## DOCUMENT SECTION
As Britain’s most celebrated designer couple of the post-war era, Robin and Lucienne Day were — and are still — often compared to their US contemporaries, Charles and Ray Eames. However, their working practice was quite different. Whereas the Eameses designed as a team, the Days mostly worked independently in separate fields. Placed side by side, Robin’s furniture and Lucienne’s furnishings are remarkably harmonious in ethos and aesthetic, reflecting the creative synergy between them. But it is important not to blur their identity and achievements. Assessed individually, the Days are both towering figures in their own right.

Like many architects and designers during the optimistic post-war period, the Days believed in the transformative power of modern design to make the world a better place. They rose to prominence during the 1951 Festival of Britain, which provided an ideal showcase for their talents. Lucienne’s arresting abstract-patterned textiles and wallpapers were displayed alongside Robin’s steel and plywood furniture in the Homes and Gardens Pavilion. Robin also designed the furniture for the Royal Festival Hall.

Significantly, the Days were already in their mid-thirties by the time of the Festival, having trained at the Royal College of Art in London before World War II. This explains the strength and maturity of their early post-war designs as they had been honing their ideas throughout the previous decade. It also explains their astonishing productivity throughout the 1950s. The Festival of Britain, the Days realised, was an opportunity not to be missed.

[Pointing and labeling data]
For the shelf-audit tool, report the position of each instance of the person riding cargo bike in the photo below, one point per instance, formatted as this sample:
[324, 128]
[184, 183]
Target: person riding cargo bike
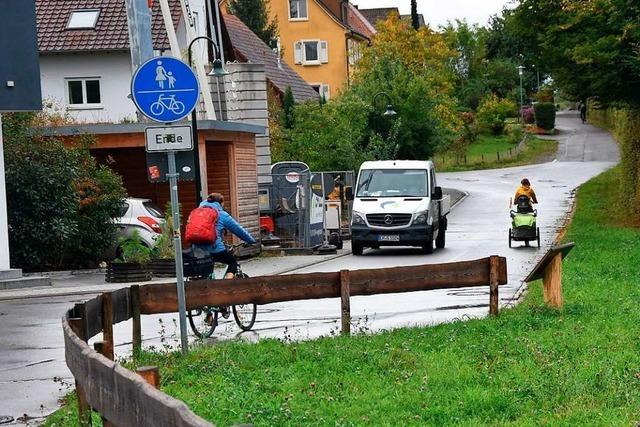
[524, 217]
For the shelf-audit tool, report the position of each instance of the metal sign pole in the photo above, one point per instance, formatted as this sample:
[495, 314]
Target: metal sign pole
[177, 242]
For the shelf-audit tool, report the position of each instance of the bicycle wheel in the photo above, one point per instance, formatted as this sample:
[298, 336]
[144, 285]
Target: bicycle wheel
[245, 314]
[199, 324]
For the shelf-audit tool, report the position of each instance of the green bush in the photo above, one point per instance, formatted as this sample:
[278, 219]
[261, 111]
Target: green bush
[493, 112]
[545, 115]
[133, 250]
[60, 202]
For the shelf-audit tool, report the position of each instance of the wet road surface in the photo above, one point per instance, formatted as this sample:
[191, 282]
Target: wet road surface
[33, 375]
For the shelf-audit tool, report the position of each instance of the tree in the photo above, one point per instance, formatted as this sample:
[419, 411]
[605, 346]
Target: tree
[255, 14]
[415, 19]
[288, 102]
[413, 68]
[60, 202]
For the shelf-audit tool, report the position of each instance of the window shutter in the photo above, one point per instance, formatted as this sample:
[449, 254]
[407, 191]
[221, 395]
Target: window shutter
[324, 92]
[324, 51]
[297, 52]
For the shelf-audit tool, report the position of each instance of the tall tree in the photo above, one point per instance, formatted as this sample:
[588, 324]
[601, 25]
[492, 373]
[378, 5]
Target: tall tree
[255, 14]
[415, 20]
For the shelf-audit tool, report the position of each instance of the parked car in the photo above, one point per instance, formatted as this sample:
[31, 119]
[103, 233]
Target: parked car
[142, 215]
[398, 203]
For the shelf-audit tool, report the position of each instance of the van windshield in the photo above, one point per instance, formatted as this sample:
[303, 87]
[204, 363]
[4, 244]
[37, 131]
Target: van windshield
[393, 183]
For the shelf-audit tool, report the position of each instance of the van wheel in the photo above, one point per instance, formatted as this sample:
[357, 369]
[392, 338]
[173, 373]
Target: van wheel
[356, 248]
[427, 248]
[440, 240]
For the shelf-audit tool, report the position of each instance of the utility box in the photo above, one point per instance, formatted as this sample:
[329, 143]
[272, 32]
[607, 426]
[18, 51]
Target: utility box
[19, 66]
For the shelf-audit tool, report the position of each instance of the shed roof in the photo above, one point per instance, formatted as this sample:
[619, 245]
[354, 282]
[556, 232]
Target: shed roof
[251, 48]
[111, 31]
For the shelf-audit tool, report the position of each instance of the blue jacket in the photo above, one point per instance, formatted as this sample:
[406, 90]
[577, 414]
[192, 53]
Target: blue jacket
[225, 221]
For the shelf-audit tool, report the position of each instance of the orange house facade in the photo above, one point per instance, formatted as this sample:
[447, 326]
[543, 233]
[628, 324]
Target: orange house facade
[321, 40]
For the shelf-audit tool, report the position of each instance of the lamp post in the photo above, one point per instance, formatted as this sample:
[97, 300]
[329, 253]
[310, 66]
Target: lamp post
[521, 73]
[217, 71]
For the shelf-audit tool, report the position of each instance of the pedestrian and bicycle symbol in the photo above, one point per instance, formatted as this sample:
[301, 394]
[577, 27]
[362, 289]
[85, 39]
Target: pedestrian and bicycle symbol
[165, 89]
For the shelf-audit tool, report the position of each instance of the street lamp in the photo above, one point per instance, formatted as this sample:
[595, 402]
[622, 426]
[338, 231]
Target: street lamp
[217, 71]
[521, 73]
[390, 112]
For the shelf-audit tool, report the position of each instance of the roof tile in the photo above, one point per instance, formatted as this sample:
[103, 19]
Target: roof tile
[111, 30]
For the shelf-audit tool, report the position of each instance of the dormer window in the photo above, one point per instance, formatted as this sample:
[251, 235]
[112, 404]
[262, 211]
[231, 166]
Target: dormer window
[83, 19]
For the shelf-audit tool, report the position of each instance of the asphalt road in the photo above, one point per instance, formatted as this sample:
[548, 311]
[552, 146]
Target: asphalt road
[31, 347]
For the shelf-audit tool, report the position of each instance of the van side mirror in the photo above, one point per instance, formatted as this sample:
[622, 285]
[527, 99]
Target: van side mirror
[437, 193]
[348, 193]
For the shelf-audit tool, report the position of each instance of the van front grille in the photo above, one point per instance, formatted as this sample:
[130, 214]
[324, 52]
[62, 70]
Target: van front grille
[389, 220]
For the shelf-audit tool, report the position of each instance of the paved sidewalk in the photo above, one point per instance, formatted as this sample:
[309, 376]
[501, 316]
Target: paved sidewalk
[93, 281]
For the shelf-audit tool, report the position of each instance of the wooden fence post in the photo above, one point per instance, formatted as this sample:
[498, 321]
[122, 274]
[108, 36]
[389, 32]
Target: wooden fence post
[552, 282]
[494, 263]
[84, 411]
[101, 348]
[345, 294]
[150, 375]
[135, 319]
[107, 325]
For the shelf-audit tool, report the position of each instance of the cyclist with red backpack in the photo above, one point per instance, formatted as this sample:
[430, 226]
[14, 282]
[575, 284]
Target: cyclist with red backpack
[205, 230]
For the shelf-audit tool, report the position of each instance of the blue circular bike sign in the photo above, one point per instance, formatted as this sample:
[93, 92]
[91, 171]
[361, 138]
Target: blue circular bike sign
[165, 89]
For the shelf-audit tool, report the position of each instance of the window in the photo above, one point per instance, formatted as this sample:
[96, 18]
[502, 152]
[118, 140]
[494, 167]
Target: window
[298, 9]
[83, 92]
[311, 52]
[83, 19]
[393, 183]
[322, 89]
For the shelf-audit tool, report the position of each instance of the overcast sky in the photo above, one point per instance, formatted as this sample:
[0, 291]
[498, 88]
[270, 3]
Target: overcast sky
[438, 12]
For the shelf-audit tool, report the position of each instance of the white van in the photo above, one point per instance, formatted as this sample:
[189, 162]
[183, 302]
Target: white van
[398, 203]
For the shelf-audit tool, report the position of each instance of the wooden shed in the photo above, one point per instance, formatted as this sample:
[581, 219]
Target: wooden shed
[227, 163]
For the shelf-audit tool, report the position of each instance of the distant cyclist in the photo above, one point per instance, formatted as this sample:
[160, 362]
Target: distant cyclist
[225, 221]
[526, 190]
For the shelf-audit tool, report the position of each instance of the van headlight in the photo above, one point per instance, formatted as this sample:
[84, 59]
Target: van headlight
[357, 218]
[421, 217]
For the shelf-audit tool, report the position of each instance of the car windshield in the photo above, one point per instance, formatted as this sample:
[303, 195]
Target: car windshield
[153, 209]
[393, 183]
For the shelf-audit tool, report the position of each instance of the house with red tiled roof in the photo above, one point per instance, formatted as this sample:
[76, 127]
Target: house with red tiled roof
[85, 64]
[321, 40]
[248, 47]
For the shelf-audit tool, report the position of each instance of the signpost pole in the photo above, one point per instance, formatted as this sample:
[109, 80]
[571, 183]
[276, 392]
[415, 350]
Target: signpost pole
[177, 242]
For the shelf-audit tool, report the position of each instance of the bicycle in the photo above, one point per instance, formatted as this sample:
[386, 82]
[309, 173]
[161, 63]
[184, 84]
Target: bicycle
[204, 320]
[176, 107]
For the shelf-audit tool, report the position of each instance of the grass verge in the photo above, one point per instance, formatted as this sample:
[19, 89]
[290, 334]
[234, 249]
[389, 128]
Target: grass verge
[530, 366]
[482, 154]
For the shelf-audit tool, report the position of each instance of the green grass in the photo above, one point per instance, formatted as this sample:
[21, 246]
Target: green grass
[482, 154]
[530, 366]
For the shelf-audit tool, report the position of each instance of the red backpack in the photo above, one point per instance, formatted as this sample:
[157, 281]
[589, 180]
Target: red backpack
[201, 226]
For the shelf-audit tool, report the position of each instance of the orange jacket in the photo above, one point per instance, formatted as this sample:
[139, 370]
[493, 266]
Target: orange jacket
[526, 191]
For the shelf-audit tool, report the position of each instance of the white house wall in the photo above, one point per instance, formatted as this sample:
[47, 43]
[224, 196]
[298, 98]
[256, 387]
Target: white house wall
[114, 71]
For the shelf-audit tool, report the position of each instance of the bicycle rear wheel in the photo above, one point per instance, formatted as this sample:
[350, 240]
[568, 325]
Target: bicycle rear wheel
[245, 314]
[201, 323]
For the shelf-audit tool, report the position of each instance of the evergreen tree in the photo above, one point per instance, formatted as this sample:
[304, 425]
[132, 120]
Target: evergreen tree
[415, 20]
[255, 15]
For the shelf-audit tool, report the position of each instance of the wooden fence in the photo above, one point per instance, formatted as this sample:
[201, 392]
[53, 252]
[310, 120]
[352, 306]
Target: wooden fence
[125, 398]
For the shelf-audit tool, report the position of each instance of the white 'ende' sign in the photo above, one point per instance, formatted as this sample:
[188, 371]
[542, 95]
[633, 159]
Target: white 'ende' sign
[172, 138]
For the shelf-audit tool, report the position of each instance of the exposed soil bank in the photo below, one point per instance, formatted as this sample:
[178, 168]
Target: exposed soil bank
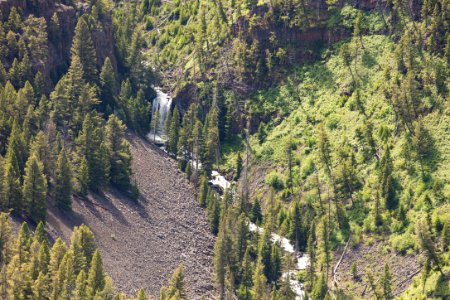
[143, 242]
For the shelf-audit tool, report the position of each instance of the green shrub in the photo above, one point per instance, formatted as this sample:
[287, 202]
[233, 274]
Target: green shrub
[275, 181]
[403, 243]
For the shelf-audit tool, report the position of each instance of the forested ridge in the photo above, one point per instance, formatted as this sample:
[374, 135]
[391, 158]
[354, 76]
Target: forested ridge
[330, 118]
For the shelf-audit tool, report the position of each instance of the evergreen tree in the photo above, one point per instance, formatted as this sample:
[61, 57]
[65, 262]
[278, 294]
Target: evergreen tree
[256, 214]
[96, 279]
[80, 286]
[386, 283]
[239, 166]
[275, 259]
[63, 182]
[142, 295]
[246, 282]
[176, 288]
[35, 189]
[387, 184]
[172, 144]
[427, 244]
[107, 86]
[83, 177]
[83, 47]
[155, 123]
[90, 145]
[312, 255]
[11, 190]
[446, 236]
[222, 252]
[203, 191]
[259, 290]
[320, 288]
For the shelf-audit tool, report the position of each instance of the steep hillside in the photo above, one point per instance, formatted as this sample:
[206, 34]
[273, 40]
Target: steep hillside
[143, 242]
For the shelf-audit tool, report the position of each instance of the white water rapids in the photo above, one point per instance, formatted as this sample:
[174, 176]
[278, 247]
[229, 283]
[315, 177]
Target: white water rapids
[302, 259]
[161, 104]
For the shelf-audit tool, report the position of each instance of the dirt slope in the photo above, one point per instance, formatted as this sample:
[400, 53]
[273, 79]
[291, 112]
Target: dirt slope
[143, 243]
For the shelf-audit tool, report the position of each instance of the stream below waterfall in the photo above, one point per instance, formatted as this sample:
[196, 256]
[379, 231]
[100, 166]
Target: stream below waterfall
[158, 135]
[302, 260]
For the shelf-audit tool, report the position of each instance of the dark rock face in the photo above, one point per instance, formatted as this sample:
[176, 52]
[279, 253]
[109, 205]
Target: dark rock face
[59, 50]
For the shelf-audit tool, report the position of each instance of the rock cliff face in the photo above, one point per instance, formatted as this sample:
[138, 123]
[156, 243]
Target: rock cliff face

## TASKS
- A) Answer these questions using the text on Robin and Lucienne Day:
(i) Which US designer couple are the Days often compared to?
(ii) In which pavilion at the 1951 Festival of Britain were Lucienne's textiles and wallpapers shown alongside Robin's furniture?
(iii) Where did the Days train before World War II?
- B) Carry on the text about Robin and Lucienne Day from the point where it stops.

## ANSWERS TO THE TASKS
- A)
(i) Charles and Ray Eames.
(ii) The Homes and Gardens Pavilion.
(iii) The Royal College of Art in London.

- B)
Robin Day, the son of a police constable in High Wycombe, and Désirée Lucienne Conradi, who grew up in Croydon, the daughter of Belgian reinsurance broker, met at a Royal College of Art dance in 1940. She was in her final year studying printed textiles. He had already left the college in 1938, having specialised in furniture and interior design. They married in 1942. It was their passion for design that drew the couple together and formed the basis of their personal and professional relationship. Acting as mutual catalysts, they spurred each other on to realise their ambitions and to produce their most original work.

The war and its government-regulated aftermath delayed their careers, but made them even more determined to succeed. In the interim, Lucienne designed dress fabrics, while Robin turned his hand to exhibition and poster design. In 1948, he and Clive Latimer won first prize in the storage section of the International Competition for Low-Cost Furniture organised by the Museum of Modern Art, New York. The cabinets in their flexible, multi-functional storage system were fabricated from a tube of moulded plywood cut into sections — a radical innovation for the time. Robin’s success brought him to the attention of a British manufacturer, Hille, which had specialised in period furniture, but was eager to modernise. Seizing this opportunity, he designed a series of simple, functional chairs, tables, desks and storage units that harnessed the latest wood and metal-working techniques. Many of his designs were low-cost, such as the beech-framed 1950 Hillestak chair with its moulded plywood seat. Whereas pre-war furniture was solid and ponderous, Day’s designs were pared down and seemed to float above the ground, as with his 1952 Reclining chair. “What one needs in today’s small rooms is to see over and under one’s furniture," he told a journalist in 1955.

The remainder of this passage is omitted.